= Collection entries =

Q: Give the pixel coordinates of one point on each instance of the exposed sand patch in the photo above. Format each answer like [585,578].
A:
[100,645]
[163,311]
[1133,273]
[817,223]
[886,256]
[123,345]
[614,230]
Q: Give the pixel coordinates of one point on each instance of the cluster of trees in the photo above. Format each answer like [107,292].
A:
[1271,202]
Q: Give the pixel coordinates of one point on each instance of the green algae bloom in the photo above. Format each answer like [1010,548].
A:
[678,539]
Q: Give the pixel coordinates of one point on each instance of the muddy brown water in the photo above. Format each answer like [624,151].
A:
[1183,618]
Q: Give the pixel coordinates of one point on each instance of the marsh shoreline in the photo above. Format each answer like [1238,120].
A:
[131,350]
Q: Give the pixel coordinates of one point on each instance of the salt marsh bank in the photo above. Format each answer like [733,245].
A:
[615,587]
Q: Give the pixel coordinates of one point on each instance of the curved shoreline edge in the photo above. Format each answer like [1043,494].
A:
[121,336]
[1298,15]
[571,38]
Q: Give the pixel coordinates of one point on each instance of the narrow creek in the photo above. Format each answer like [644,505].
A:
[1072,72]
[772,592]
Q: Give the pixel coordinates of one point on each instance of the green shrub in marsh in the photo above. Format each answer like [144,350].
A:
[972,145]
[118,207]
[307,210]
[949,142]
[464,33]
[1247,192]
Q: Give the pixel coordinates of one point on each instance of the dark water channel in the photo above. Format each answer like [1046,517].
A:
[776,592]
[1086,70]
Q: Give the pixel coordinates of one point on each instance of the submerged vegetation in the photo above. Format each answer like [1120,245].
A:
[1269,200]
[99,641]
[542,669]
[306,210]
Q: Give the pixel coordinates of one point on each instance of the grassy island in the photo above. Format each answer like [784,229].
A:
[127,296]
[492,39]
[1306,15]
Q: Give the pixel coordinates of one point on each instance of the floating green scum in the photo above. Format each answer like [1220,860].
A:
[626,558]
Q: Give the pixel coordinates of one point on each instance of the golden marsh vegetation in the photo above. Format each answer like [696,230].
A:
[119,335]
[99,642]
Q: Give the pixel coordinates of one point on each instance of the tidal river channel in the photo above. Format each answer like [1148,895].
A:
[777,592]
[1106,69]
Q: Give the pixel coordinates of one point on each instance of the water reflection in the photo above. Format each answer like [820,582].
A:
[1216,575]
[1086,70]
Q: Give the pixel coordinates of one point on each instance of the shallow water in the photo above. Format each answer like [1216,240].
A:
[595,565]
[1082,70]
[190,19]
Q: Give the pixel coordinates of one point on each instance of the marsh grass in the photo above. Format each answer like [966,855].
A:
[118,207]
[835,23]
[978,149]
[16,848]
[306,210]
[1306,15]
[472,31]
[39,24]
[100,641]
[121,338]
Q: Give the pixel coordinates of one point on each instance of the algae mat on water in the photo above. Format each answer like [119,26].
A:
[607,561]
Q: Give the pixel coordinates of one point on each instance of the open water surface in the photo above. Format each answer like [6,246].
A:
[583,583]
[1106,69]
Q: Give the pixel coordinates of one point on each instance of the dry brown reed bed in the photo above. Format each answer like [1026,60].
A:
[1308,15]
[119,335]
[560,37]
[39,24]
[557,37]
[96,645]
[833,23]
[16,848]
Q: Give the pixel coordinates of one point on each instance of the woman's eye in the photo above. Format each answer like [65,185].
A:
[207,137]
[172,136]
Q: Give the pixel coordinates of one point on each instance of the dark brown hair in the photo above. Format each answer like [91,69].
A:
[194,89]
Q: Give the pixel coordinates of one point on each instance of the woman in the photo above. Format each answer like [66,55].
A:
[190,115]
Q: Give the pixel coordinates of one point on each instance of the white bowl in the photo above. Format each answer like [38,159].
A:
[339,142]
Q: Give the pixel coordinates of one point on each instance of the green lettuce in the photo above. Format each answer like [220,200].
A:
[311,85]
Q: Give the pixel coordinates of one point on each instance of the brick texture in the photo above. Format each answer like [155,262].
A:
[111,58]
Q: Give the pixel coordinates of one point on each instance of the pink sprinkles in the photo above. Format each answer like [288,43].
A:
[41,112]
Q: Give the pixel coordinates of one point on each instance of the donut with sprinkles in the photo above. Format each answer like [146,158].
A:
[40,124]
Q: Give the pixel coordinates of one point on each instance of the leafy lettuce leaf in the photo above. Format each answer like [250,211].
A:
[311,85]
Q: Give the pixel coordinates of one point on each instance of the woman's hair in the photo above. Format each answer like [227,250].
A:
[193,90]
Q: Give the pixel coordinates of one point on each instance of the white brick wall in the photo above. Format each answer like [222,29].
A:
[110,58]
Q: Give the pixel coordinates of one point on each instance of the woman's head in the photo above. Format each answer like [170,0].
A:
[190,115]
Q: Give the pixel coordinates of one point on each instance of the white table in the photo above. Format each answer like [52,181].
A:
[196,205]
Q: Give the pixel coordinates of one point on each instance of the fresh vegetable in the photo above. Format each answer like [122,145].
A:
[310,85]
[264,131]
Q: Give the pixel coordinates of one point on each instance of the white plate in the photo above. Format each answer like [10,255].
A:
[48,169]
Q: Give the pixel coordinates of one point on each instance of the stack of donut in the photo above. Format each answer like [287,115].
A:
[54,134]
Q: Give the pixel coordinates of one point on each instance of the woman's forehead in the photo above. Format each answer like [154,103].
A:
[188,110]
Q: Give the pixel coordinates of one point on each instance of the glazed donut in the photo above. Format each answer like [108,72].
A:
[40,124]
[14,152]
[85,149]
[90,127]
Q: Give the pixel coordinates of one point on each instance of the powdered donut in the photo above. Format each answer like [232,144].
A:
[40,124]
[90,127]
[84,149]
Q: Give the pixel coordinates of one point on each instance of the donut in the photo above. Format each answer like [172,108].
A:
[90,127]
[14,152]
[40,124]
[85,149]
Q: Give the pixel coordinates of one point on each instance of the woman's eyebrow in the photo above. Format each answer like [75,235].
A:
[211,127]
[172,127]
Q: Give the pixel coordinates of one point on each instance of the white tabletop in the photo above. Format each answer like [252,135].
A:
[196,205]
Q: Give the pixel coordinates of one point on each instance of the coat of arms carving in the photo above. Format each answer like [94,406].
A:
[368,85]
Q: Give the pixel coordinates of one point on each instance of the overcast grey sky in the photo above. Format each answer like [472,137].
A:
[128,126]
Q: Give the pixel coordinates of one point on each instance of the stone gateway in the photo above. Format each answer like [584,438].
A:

= TASK DESCRIPTION =
Repeat every record, keeping each word and mark exactly as it is.

= FINISHED TASK =
Q: Give the pixel coordinates of one point on each instance of the exposed sand patch in the photo above. Format each answer like [585,578].
A:
[100,645]
[163,311]
[1133,273]
[817,223]
[886,256]
[123,345]
[614,230]
Q: Give the pixel coordinates of one point on each instance of the cluster of trees in the photo above. Format each answer like [107,292].
A:
[1271,202]
Q: Give the pixel coordinates of one point on each instance of the green algae bloom in the photo above. Format each answer like [1010,548].
A:
[678,539]
Q: Give the pixel coordinates of one point on each instance of the muddy brown water in the photo above. Format each answer like [624,151].
A:
[1183,618]
Q: Give the pixel coordinates of one point on each instance of the marsh shoreline in the photo above. Format each answer like [1238,120].
A:
[131,350]
Q: Give the pixel coordinates of one point on each instance of the salt marsh bank in the photo above. Format each answer like [733,245].
A:
[615,587]
Q: Give the pixel coordinates of one point on each instance of the curved shoreline edge in the photo above. Format each answer like [1043,494].
A:
[121,336]
[1298,15]
[571,38]
Q: Give the pixel coordinates of one point on each instance of the narrow creek in the photo above. Format each answer like [644,505].
A:
[1072,72]
[772,592]
Q: Give the pixel coordinates of one point on each instance of the green shrub in marsh in the photo above. Format each answer like [144,350].
A:
[972,145]
[118,207]
[307,210]
[949,142]
[464,33]
[1247,192]
Q: Give the pixel coordinates of one point on each instance of the dark water channel in the photo above. Format each answer like [1046,517].
A:
[776,592]
[1086,70]
Q: Give the pixel coordinates of one point on each instance of the submerged vegetation in the photo above. Format each answer like [1120,245].
A:
[1269,200]
[99,641]
[542,669]
[306,210]
Q: Give the pixel coordinates of one point on each instance of the grassy island in the photo above. Format each answer like [784,229].
A:
[127,296]
[492,39]
[1306,15]
Q: Give the pixel coordinates of one point on each instance of the floating green scum in the photo above. Format each answer like [1220,860].
A:
[626,558]
Q: Give the pixel coordinates of one point on each instance of the golden marsh vegetation in the photo above. Format each answer like [696,230].
A:
[119,335]
[99,642]
Q: Give the pixel coordinates of one point on each instance of the tidal river channel in the photo above. Format each answer like [1148,895].
A:
[777,592]
[1106,69]
Q: Give the pixel coordinates of one point on each instance of the water reflection in the photo above. Format each answer like [820,582].
A:
[1216,575]
[1086,70]
Q: Give the pixel coordinates of one point on each instance of the shallow water in the photo above. Format each answer like [1216,240].
A:
[595,565]
[1082,70]
[190,19]
Q: Give the pixel coordinates of one point on each instance of the marsh grass in the photo above. Format each answer like [966,855].
A:
[118,207]
[835,23]
[978,149]
[16,848]
[306,210]
[1306,15]
[472,31]
[39,24]
[100,641]
[121,338]
Q: Give the pixel coordinates of one point on each instance of the algae mat on water in the photo above. Format each answer like [119,26].
A:
[607,561]
Q: Give the pixel coordinates of one point on each instance of the open water surface in the photo above. Format each answer like [6,246].
A:
[583,583]
[1106,69]
Q: Give the pixel coordinates of one point on each instance of the dry brown reed bed in the photo above. Format each answer like [1026,60].
A:
[1308,15]
[119,335]
[560,37]
[39,24]
[557,37]
[96,645]
[833,23]
[16,848]
Q: Give the pixel coordinates of one point on each instance of the woman's eye in the photo above. Format each answer like [65,185].
A:
[207,137]
[172,136]
Q: Give the pixel coordinates of one point on each instance of the dark brown hair in the photo above. Format each answer like [91,69].
A:
[194,89]
Q: Give the pixel coordinates of one point on each instance of the woman in the photo above. Format each answer like [66,55].
A:
[190,115]
Q: Give the pixel coordinates of one point on each instance of the white bowl in the photo above. Format each answer like [38,159].
A:
[339,142]
Q: Give the pixel coordinates of one point on each instance of the green lettuce in the photo above. Format each answer like [220,200].
A:
[311,85]
Q: Give the pixel coordinates of one point on each instance of the brick texture in the photo above. Format each answer like [155,262].
A:
[111,58]
Q: Give the pixel coordinates of one point on each instance of the pink sprinkles in the photo above. Format each answer like [288,43].
A:
[41,112]
Q: Give the pixel coordinates of one point on each instance of the donut with sprinkles in the photo above. Format each answer like [146,158].
A:
[40,124]
Q: Give the pixel coordinates of one point on each instance of the leafy lettuce leaf in the photo above. Format each answer like [250,211].
A:
[311,85]
Q: Give the pixel coordinates of one point on each instance of the woman's hair in the photo above. Format each answer like [227,250].
A:
[193,90]
Q: Give the pixel coordinates of one point on each instance of the white brick wall in the photo above. Format each answer like [222,29].
A:
[110,58]
Q: Give the pixel coordinates of one point on each instance of the woman's head in the photo above. Format each answer like [170,0].
A:
[190,115]
Q: Give the pixel coordinates of one point on each instance of the white table in the photo above. Format each answer like [52,181].
A:
[196,205]
Q: Give the pixel coordinates of one point on each instance of the fresh vegetable in the photo above. Format each answer like [122,145].
A:
[310,85]
[264,131]
Q: Give the pixel coordinates of one point on each instance of the white plate in the photo above. Format each answer like [10,255].
A:
[48,169]
Q: Give the pixel coordinates of one point on each instance of the stack of donut in the photo above. Format each answer like [287,115].
A:
[54,134]
Q: Give the pixel coordinates of one point on each instance of the woman's forehead in the photo above. Format each answer like [154,103].
A:
[188,110]
Q: Give the pixel coordinates of one point on each instance of the glazed donut in the photo above. Format each answer like [108,72].
A:
[40,124]
[14,152]
[85,149]
[90,127]
Q: Give the pixel coordinates of one point on each instance of the powdered donut in the photo above. Format each answer like [232,144].
A:
[40,124]
[90,127]
[84,149]
Q: Give the pixel coordinates of one point on each instance of the donut in the photo above. Format each answer like [172,108].
A:
[90,127]
[14,152]
[40,124]
[85,149]
Q: Give the pixel coordinates of one point on each instance of the woman's eyebrow in the photo above. Format each answer like [75,235].
A:
[211,127]
[172,127]
Q: Give the pixel coordinates of one point on each instance of the white tabletop in the photo above. Format each answer like [252,135].
A:
[196,205]
Q: Give the pixel coordinates of one point on each instance of the coat of arms carving in the photo above. Format each answer like [94,406].
A:
[368,85]
Q: Give the pixel coordinates of one point on each instance of the overcast grey sky in the photo above. Format each answer like [472,137].
A:
[128,126]
Q: Give the pixel coordinates of one point on each instance of the stone gateway in the photo above. Format each answer like [584,438].
A:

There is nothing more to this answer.